(WHAT YOU SHOULD DO) Tally the lines in the data below that contain the word "green", and reply with the number alone.

(SUPPLIED MATERIAL)
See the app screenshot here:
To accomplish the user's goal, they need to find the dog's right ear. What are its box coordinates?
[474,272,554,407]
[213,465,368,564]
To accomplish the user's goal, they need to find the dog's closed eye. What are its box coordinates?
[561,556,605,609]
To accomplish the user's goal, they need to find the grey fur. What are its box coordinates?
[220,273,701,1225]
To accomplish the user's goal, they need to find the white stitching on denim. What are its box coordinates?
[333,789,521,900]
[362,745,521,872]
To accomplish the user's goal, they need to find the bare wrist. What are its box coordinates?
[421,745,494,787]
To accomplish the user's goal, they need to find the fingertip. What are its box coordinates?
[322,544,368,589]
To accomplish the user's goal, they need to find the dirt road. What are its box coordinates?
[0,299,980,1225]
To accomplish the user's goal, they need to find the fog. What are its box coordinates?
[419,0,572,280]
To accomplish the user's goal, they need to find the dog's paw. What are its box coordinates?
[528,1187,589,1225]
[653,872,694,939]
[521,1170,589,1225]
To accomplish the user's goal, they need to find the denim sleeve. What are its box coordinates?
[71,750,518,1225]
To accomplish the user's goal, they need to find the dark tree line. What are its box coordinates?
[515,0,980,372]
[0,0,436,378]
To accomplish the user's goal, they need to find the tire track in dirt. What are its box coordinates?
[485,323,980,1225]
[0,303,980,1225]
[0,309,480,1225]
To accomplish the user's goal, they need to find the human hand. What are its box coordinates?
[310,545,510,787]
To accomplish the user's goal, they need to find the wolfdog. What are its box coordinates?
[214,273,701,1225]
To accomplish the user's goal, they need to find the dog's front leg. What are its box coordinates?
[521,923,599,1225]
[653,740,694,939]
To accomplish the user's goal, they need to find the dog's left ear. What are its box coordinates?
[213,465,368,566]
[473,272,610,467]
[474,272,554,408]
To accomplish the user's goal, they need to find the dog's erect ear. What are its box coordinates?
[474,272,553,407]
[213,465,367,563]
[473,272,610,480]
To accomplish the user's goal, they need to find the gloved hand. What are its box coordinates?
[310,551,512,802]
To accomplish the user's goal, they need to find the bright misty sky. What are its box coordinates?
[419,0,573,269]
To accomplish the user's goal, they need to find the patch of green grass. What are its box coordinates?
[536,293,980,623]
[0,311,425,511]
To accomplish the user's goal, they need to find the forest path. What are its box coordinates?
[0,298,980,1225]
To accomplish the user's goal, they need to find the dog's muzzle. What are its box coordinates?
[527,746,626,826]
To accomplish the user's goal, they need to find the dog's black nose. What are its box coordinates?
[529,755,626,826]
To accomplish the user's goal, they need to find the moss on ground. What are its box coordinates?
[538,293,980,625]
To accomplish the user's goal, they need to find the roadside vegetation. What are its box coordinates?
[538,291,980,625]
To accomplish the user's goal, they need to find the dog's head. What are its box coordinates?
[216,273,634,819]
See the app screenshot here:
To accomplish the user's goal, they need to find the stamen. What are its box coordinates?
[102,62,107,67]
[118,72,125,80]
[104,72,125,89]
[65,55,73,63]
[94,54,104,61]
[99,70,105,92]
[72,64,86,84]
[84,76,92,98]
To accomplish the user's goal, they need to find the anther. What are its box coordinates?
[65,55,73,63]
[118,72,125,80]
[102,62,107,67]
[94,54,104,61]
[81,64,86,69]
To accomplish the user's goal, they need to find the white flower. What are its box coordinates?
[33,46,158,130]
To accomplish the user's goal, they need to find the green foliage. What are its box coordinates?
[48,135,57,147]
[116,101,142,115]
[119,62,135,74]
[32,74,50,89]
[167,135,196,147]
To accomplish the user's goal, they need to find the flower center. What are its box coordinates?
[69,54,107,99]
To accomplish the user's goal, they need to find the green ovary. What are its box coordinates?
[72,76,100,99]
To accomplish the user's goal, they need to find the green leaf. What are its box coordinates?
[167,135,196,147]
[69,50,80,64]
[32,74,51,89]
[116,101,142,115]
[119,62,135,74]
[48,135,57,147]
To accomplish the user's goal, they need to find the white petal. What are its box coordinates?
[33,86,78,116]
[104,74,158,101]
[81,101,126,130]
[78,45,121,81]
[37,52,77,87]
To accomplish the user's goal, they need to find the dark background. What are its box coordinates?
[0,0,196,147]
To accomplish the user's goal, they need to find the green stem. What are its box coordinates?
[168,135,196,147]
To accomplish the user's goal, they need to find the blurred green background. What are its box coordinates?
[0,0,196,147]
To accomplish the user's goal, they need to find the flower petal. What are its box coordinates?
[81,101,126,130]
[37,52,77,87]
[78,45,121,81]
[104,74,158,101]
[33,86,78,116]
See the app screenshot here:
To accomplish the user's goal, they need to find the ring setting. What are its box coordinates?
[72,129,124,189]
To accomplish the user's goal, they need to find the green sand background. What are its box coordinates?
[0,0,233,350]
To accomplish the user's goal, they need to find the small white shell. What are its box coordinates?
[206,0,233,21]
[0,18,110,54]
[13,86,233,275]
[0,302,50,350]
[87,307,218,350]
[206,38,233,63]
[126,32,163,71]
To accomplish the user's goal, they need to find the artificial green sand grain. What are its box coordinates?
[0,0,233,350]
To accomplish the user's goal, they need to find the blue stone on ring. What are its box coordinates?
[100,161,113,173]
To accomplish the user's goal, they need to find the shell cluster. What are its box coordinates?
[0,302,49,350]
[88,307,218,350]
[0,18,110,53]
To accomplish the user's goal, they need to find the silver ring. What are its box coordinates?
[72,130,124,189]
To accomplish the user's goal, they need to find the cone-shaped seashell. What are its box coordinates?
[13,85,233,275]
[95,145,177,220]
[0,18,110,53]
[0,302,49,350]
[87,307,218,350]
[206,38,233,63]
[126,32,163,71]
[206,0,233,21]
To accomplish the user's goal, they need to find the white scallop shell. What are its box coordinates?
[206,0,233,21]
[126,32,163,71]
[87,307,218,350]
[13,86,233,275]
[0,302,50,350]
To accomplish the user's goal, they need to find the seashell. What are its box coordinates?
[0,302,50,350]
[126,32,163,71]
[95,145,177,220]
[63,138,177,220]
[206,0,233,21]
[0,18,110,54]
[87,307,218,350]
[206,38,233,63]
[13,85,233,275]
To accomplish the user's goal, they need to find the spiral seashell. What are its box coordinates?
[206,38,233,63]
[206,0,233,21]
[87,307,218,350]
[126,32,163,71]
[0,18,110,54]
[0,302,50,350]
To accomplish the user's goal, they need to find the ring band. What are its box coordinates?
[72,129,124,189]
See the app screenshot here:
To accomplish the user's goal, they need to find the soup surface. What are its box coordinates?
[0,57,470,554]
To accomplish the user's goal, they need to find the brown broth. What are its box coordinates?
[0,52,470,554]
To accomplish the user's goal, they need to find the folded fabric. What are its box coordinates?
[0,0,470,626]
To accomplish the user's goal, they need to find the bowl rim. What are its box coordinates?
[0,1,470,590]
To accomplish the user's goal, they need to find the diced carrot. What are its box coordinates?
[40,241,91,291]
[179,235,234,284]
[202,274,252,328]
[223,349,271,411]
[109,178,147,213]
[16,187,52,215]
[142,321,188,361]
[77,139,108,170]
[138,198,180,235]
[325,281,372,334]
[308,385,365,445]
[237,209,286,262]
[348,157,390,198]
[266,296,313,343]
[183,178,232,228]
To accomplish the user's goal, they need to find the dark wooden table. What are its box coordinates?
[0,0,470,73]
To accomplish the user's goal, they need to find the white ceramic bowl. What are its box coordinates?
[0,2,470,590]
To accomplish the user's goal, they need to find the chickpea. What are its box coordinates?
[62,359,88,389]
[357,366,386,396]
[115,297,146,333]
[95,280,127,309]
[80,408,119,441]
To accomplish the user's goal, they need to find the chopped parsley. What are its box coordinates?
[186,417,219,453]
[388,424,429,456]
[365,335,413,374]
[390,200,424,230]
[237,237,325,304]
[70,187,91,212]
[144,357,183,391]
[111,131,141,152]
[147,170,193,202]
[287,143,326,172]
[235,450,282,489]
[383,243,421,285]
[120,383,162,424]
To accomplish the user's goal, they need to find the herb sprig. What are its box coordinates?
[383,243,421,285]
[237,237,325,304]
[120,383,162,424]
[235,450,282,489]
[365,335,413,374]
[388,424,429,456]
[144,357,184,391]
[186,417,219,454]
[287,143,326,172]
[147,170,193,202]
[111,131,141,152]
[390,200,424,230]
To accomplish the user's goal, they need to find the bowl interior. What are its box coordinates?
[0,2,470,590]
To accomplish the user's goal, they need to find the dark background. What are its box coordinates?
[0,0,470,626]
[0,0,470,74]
* * *
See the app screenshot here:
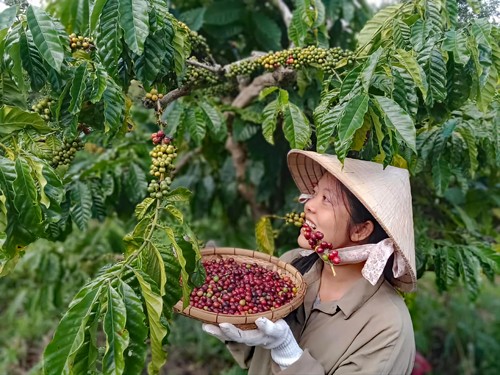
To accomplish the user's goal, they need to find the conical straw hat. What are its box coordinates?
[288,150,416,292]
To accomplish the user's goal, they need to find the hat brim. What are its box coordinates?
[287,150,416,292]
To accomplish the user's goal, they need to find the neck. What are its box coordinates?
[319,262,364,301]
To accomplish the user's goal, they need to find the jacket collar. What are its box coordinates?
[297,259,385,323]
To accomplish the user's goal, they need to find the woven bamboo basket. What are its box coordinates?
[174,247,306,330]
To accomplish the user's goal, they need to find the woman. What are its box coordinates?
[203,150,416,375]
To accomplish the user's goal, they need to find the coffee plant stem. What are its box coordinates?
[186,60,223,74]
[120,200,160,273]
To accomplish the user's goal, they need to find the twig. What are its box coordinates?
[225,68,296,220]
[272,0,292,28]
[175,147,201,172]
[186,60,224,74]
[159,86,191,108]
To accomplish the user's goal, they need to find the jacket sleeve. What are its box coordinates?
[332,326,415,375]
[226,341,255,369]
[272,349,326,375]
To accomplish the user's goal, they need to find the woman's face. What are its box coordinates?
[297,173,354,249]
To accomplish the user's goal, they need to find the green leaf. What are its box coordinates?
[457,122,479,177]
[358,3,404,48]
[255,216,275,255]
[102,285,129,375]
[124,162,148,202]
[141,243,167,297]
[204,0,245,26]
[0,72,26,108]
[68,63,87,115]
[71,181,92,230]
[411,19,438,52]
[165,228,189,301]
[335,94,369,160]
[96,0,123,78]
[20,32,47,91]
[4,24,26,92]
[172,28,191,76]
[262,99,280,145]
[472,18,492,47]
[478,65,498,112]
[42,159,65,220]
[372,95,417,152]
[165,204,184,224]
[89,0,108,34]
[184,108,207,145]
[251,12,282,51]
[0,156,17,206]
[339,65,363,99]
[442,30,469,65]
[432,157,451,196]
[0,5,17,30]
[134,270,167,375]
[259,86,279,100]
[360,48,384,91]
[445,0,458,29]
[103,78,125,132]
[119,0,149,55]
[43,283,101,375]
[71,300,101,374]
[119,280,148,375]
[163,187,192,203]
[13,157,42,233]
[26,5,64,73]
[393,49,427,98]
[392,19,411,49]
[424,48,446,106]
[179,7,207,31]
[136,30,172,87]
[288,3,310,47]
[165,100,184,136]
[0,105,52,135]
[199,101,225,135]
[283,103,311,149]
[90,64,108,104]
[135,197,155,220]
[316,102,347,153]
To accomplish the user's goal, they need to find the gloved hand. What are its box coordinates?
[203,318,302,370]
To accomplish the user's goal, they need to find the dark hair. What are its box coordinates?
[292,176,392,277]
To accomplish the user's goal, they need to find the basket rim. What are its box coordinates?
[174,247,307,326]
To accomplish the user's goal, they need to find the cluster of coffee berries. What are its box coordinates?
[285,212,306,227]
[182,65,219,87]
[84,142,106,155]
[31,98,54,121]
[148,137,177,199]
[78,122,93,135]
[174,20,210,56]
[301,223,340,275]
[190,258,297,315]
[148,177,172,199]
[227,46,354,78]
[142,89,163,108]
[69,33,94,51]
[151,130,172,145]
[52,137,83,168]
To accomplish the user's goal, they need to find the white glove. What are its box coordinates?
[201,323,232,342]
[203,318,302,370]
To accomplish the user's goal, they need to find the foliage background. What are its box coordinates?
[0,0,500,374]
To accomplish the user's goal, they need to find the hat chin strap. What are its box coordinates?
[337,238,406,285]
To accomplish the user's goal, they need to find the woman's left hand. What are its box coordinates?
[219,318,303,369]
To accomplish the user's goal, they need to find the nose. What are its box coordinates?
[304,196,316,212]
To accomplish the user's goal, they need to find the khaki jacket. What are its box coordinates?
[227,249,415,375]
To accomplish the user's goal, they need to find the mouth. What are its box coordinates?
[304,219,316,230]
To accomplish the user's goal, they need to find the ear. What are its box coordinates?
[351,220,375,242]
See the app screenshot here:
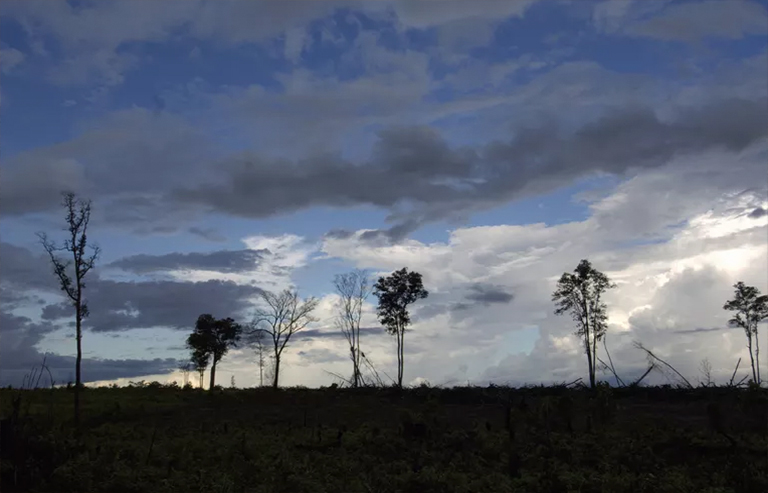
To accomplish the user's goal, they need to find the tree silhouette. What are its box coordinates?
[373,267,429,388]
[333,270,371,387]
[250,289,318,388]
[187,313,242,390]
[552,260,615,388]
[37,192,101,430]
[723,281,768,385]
---
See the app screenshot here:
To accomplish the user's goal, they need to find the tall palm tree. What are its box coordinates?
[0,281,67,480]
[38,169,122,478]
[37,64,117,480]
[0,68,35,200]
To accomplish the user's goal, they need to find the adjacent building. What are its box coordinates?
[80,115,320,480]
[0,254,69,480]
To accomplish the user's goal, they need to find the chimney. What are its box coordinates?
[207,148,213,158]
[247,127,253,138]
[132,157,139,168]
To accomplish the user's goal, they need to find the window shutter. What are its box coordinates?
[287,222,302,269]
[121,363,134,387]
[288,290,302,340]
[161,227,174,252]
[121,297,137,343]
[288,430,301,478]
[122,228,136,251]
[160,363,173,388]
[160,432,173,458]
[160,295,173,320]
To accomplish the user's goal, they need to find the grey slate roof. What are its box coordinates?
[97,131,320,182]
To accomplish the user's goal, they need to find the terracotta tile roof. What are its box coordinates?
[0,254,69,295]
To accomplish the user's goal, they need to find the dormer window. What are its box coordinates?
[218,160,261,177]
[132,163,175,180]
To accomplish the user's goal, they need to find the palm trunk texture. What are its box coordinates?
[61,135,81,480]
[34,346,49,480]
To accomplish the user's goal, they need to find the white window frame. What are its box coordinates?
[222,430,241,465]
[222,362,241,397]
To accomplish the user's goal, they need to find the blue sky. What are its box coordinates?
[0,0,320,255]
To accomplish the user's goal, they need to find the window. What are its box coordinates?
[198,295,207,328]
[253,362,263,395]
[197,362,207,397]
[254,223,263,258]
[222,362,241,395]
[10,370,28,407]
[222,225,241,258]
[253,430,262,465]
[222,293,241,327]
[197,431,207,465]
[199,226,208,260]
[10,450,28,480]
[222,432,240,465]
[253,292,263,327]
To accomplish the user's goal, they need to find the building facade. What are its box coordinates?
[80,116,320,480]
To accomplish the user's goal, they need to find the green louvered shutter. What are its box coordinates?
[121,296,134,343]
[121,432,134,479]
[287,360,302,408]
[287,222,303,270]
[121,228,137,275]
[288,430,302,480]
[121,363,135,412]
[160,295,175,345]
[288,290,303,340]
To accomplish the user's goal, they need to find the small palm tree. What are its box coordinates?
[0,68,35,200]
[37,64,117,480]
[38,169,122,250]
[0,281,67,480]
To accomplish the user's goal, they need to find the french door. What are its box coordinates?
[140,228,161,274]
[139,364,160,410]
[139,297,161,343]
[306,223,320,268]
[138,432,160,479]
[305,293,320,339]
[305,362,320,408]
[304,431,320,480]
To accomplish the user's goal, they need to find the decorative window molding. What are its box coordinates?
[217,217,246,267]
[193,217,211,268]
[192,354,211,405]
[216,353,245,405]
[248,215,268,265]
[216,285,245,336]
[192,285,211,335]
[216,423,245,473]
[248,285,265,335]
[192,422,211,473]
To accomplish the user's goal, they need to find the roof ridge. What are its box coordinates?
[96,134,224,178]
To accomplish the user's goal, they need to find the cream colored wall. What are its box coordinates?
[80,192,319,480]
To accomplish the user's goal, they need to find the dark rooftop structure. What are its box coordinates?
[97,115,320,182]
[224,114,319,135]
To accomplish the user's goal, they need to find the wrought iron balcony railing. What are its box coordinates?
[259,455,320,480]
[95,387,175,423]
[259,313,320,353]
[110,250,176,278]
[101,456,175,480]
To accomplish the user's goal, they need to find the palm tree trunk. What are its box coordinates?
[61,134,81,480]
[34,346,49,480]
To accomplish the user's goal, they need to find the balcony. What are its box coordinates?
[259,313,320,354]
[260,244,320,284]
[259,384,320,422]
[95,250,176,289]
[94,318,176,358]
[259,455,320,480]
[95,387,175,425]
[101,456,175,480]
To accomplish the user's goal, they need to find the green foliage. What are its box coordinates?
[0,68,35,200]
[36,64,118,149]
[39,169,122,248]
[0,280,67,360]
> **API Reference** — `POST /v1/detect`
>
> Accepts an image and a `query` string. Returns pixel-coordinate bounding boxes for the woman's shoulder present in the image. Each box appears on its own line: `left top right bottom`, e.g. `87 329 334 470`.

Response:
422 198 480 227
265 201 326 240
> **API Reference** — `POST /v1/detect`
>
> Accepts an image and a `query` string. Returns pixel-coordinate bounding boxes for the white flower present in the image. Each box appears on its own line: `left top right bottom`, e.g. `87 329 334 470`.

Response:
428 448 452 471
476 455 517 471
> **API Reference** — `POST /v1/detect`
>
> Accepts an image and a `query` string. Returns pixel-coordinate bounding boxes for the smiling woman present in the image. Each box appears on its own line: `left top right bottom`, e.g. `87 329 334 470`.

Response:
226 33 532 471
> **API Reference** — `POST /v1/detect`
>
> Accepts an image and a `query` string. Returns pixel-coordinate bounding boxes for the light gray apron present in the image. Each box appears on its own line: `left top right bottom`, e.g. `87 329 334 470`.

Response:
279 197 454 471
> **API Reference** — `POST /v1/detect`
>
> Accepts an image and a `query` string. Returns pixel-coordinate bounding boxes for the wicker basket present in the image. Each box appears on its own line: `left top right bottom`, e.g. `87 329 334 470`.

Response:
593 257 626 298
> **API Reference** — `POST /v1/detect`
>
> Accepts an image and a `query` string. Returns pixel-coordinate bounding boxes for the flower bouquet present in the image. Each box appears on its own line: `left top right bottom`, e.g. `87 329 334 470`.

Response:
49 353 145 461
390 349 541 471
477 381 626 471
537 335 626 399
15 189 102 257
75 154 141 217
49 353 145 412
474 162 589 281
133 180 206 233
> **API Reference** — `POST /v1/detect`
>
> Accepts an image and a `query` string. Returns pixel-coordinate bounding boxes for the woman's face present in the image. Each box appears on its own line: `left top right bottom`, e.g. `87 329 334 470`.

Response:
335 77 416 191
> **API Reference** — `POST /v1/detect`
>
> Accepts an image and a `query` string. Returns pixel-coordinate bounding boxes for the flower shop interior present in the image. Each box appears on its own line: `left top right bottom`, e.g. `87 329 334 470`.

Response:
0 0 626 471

(EXERCISE OUTPUT) 11